Page excerpt:
--- START ---

This morning I went for a CT scan. It's nothing, there's nothing wrong with me, it's just a precaution. Probably. Even though I have asthma, allergies, moderately high blood pressure, some trouble swallowing occasionally, frequent colds, and a history of minor chronic ailments, I generally feel like a healthy person. There's definitely no danger of my becoming anorexic.
Last year I had a scan for an unrelated reason, again no big deal. But it turned up a little spot on my kidney. (From Hannah and Her Sisters: "I was worried -- I found a spot on my back." "It was on your shirt!") It's a cyst, said my GP, but since your health insurance may run out soon, why don't you go see your urologist, who knows more about this kind of thing than me. (We have since found new health insurance, but that's a whole different story.) The urologist, a jovial sort, says it's nothing. People have little cysts on their kidneys all the time. Think of it as your own personal urinary Dippin' Dot! Anyway, just to be sure, why don't we wait six months and do another scan, to see if it's grown at all.

--- END ---

Task directions: Can you transcribe the kidney-scan account above from "This morning I" to "my becoming anorexic."?

Entries supplied:

--- START ---

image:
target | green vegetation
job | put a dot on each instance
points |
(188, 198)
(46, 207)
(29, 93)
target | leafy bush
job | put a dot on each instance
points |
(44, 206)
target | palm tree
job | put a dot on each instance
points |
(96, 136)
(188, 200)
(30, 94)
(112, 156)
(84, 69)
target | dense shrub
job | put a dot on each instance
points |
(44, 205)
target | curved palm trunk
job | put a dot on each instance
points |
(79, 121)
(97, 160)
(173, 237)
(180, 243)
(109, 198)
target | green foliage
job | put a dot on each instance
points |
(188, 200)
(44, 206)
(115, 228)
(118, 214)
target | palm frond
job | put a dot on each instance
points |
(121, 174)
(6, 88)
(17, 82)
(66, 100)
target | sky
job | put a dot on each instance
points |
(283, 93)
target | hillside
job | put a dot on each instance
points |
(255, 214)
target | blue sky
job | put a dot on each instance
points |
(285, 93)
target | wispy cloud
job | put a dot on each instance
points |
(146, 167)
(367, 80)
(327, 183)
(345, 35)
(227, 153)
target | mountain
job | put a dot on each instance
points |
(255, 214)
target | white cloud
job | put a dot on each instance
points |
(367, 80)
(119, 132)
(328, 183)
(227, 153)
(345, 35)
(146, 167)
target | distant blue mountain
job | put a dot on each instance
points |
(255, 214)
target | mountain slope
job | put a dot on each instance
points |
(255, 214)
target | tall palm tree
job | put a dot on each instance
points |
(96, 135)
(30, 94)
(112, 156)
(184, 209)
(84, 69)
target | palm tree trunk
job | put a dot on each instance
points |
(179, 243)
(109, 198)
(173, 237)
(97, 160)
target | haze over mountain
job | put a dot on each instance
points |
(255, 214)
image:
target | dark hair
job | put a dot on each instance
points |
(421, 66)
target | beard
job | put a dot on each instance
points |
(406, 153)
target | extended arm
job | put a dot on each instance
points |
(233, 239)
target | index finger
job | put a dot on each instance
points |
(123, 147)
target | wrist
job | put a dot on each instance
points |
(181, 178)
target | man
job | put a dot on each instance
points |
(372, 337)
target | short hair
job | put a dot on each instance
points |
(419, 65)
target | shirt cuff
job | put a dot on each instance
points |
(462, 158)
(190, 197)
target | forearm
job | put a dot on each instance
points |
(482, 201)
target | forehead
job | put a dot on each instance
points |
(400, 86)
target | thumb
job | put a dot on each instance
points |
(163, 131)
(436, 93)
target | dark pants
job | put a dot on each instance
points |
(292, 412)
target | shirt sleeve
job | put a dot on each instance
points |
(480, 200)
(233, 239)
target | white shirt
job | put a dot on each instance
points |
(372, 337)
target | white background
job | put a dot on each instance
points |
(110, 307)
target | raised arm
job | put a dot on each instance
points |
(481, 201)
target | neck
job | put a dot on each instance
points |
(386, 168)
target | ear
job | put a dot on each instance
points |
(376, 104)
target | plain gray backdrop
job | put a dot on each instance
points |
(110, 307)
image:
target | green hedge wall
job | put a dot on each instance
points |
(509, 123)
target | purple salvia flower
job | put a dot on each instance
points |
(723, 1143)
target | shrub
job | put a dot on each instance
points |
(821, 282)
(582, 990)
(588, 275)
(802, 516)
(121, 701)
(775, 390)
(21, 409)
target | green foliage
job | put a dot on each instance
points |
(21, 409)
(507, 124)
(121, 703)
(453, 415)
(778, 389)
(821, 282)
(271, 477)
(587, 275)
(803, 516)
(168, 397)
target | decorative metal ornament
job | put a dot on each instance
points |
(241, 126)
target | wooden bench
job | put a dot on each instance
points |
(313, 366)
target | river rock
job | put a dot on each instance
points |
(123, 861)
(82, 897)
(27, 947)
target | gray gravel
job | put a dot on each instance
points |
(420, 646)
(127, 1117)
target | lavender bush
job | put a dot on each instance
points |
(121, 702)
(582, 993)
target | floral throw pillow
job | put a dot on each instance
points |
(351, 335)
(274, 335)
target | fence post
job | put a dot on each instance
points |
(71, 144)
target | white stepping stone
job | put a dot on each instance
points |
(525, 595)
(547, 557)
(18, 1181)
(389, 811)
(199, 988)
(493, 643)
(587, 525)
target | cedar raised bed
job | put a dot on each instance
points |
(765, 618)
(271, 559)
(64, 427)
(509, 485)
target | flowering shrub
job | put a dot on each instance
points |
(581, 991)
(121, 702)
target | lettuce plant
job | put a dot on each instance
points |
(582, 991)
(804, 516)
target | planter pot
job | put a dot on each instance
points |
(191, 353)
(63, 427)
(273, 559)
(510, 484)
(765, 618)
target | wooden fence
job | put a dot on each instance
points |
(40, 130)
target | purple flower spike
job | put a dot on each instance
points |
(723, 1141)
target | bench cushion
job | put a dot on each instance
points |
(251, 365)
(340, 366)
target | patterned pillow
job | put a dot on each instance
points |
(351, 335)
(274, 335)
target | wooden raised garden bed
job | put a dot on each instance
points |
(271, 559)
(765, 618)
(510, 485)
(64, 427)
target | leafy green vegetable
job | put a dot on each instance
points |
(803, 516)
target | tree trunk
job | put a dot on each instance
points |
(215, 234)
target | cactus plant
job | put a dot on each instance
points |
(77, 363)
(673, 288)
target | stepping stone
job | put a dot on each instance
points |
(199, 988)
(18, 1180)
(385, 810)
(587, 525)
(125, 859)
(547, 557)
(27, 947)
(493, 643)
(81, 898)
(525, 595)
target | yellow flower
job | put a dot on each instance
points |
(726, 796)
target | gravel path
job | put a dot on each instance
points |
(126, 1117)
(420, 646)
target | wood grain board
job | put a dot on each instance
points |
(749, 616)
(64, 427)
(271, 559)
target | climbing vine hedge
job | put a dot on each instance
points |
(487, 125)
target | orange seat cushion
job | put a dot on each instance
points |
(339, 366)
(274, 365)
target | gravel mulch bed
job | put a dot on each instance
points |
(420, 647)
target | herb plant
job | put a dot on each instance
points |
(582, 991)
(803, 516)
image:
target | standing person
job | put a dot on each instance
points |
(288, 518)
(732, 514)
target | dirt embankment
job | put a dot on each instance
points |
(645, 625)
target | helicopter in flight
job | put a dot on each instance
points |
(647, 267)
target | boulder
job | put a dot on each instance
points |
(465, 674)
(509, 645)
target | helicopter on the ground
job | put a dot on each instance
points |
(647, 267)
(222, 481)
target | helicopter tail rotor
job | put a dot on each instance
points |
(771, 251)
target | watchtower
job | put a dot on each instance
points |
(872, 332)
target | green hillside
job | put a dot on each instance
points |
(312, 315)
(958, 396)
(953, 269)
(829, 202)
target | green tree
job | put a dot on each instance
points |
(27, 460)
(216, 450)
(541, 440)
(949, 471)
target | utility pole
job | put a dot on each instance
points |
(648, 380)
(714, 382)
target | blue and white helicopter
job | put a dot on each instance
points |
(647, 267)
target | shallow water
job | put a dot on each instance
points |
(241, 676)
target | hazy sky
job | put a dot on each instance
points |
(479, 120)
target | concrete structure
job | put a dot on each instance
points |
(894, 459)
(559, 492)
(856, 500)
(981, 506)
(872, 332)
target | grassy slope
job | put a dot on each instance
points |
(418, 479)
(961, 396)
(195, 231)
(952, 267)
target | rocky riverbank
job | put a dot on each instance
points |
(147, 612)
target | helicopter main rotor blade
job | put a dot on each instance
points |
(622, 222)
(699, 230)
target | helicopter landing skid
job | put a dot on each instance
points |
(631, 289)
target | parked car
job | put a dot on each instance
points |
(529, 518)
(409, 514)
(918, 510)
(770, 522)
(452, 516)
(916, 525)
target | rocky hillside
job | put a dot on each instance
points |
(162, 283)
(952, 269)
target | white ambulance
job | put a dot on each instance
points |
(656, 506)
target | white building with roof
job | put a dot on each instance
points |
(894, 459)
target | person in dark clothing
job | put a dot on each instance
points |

--- END ---

Problem solution:
This morning I went for a CT scan. It's nothing, there's nothing wrong with me, it's just a precaution. Probably. Even though I have asthma, allergies, moderately high blood pressure, some trouble swallowing occasionally, frequent colds, and a history of minor chronic ailments, I generally feel like a healthy person. There's definitely no danger of my becoming anorexic.